* **Short problem**
Rewrite the listing below, changing every occurrence of "pixel pairs" to "coordinate pairs" and leaving all other text unchanged.

Pointing and labeling entries:
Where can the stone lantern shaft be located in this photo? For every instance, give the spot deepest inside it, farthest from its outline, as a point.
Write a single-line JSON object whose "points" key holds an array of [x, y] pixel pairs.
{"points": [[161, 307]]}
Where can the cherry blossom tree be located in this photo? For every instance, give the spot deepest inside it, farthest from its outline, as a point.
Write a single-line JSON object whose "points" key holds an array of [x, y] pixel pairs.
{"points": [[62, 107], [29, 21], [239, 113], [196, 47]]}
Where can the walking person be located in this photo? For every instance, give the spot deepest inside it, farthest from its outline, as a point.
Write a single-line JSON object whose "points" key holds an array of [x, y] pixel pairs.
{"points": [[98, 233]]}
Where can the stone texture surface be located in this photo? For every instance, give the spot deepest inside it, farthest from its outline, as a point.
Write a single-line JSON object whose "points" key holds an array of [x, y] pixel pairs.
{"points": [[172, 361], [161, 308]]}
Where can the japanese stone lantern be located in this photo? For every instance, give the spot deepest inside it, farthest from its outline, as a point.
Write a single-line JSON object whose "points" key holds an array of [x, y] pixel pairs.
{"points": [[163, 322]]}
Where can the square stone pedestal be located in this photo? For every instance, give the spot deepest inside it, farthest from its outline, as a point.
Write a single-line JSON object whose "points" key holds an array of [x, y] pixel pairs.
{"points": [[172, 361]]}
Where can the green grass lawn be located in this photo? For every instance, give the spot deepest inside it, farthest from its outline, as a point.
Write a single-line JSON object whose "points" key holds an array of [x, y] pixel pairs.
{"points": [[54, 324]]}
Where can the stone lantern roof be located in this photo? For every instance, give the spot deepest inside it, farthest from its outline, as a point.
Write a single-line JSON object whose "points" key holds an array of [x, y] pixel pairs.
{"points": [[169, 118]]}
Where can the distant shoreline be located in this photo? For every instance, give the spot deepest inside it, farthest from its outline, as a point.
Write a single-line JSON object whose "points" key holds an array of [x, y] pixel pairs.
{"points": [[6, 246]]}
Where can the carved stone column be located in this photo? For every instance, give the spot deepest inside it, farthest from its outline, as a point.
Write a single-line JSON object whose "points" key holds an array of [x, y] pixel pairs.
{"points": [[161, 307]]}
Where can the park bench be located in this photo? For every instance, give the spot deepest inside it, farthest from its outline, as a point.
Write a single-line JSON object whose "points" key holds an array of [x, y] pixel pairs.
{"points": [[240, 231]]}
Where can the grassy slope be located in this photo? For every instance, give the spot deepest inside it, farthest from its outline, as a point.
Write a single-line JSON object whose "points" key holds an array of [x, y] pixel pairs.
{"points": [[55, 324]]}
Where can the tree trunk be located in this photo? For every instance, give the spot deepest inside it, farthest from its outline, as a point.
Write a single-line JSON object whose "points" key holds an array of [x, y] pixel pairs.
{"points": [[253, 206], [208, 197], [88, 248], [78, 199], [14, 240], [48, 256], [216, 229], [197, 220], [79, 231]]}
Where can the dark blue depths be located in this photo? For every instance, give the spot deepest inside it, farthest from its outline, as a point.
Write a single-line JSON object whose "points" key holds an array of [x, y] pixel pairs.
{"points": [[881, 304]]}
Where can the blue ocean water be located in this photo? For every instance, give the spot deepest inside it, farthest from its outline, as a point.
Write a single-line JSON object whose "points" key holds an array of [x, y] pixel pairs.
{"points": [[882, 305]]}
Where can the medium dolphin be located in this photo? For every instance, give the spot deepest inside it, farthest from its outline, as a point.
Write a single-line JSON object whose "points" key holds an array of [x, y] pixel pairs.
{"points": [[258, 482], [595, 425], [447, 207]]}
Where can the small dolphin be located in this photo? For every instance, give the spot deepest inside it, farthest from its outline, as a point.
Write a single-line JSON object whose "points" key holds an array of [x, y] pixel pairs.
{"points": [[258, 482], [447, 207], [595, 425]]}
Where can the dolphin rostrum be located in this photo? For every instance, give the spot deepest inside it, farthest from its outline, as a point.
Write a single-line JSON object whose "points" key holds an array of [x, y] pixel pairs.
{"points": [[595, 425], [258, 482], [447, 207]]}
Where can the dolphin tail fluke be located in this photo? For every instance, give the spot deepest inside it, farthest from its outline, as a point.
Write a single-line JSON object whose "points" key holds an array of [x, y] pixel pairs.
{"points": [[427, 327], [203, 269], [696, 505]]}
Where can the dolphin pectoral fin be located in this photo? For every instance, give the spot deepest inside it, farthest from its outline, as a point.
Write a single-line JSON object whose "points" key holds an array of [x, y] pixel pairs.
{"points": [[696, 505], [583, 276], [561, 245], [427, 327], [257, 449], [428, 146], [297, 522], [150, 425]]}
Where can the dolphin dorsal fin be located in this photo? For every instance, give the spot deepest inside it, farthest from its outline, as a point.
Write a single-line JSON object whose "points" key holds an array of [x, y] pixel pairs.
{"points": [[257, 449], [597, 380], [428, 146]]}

* **Exercise output**
Where can the stone lantern shaft be located in this photo? For every instance, give the spot deepest inside it, farthest from its outline, as a point.
Write a single-line JSON object whose "points" key holds an array of [x, y] coordinate pairs.
{"points": [[161, 307]]}
Where can the cherry blossom tree be located in this photo? For every instance, give the spot deepest inside it, farthest from its outline, as a point.
Write a single-line JSON object whose "points" key holds an array of [x, y] coordinate pairs.
{"points": [[62, 107], [29, 21], [239, 113], [196, 47]]}
Where can the walking person be located in this photo? For every instance, give the spot deepest inside it, farthest from its outline, as a point.
Write a single-line JSON object whose "points" key holds an array of [x, y] coordinate pairs.
{"points": [[98, 233]]}
Where can the stone texture surface be located in this photo? For every instance, give the spot deepest inside it, farthest from its outline, as a point.
Write a single-line JSON object whose "points" key holds an array of [x, y] coordinate pairs.
{"points": [[172, 361], [161, 308]]}
Where can the japanese stone lantern be located in this photo? For every instance, give the spot deepest inside it, farthest from its outline, as a point.
Write a single-line JSON object whose "points" key holds an array of [x, y] coordinate pairs.
{"points": [[163, 322]]}
Where can the square stone pedestal be located in this photo? For every instance, give the spot deepest inside it, farthest from its outline, as a point.
Write a single-line JSON object whose "points" key holds an array of [x, y] coordinate pairs.
{"points": [[172, 361]]}
Where can the green grass lawn be located in this photo? For every instance, give the spot deepest inside it, farthest from its outline, as a point.
Write a single-line JSON object whose "points" key holds an array of [x, y] coordinate pairs.
{"points": [[54, 324]]}
Where can the stone lantern roof be located in this photo? For every instance, give the spot deepest inside it, farthest from its outline, as a point.
Write a single-line JSON object whose "points" key holds an array of [x, y] coordinate pairs.
{"points": [[169, 118]]}
Where can the distant shoreline be located in this photo? For every instance, give the spot deepest inside it, farthest from its outline, as a point.
Write a single-line JSON object whose "points" key holds an array of [x, y] coordinate pairs.
{"points": [[6, 246]]}
Where can the carved stone column be located in this photo? For every instance, give the spot deepest inside it, farthest from its outline, as a point.
Write a single-line JSON object whose "points" key holds an array of [x, y] coordinate pairs.
{"points": [[161, 307]]}
Where can the park bench be located in this photo? For every instance, give the spot deepest inside it, farthest from its outline, as a point.
Write a single-line JSON object whose "points" key holds an array of [x, y] coordinate pairs.
{"points": [[240, 231]]}
Where can the grassy slope be located in this photo? For every instance, give the spot deepest inside it, farthest from its outline, as a point.
Write a single-line JSON object whose "points" key holds an array of [x, y] coordinate pairs.
{"points": [[55, 324]]}
Where can the tree trunk be located in this photo? For every instance, give the spot deepest inside it, farthest from its outline, as a point.
Write a single-line JSON object whose "points" key holds an array of [x, y] coordinate pairs.
{"points": [[253, 206], [208, 197], [88, 248], [78, 199], [14, 240], [48, 256], [216, 229], [197, 220], [79, 231]]}
Where can the dark blue depths be located in this photo? For every instance, give the spot deepest inside it, farthest from its outline, as a point.
Write a single-line JSON object whose "points" key holds an array of [x, y] coordinate pairs.
{"points": [[881, 304]]}
Where can the blue ocean water be located in this photo? For every instance, give the spot deepest inside it, farthest from its outline, as a point.
Write a single-line JSON object whose "points" key holds an array of [x, y] coordinate pairs.
{"points": [[882, 305]]}
Where can the medium dolphin be located in this photo? For every instance, give the spot deepest inside it, farthest from its outline, as a point.
Write a single-line JSON object whose "points" key holds an array of [x, y] coordinate pairs.
{"points": [[258, 482], [595, 425], [447, 207]]}
Where can the small dolphin be located in this photo? For every instance, give the spot deepest inside it, farthest from its outline, as a point.
Write a single-line JSON object whose "points" key holds an array of [x, y] coordinate pairs.
{"points": [[258, 482], [447, 207], [595, 425]]}
Where can the dolphin rostrum be located in this photo? For every instance, give the spot deepest inside it, farthest from its outline, as a point.
Write a single-line JSON object whose "points" key holds an array of [x, y] coordinate pairs.
{"points": [[595, 425], [258, 482], [447, 207]]}
Where can the dolphin tail fluke be located in this photo? For every instance, give the spot deepest inside it, farthest from its outline, as a point.
Write a single-line JSON object whose "points" key holds an array of [x, y] coordinate pairs.
{"points": [[427, 327], [203, 269], [696, 505]]}
Where can the dolphin pectoral fin be located in this photo? For every instance, give the spot deepest inside it, farthest from its outline, as a point.
Write a single-line JSON object whose "points" key holds an array of [x, y] coordinate pairs.
{"points": [[696, 505], [583, 276], [561, 245], [427, 327], [257, 449], [428, 146], [297, 522], [150, 425]]}
Where can the dolphin dorsal fin be located in this photo? For every instance, give the spot deepest inside it, farthest from its outline, as a point.
Write a single-line JSON object whose "points" key holds an array of [x, y] coordinate pairs.
{"points": [[257, 449], [597, 380], [428, 146]]}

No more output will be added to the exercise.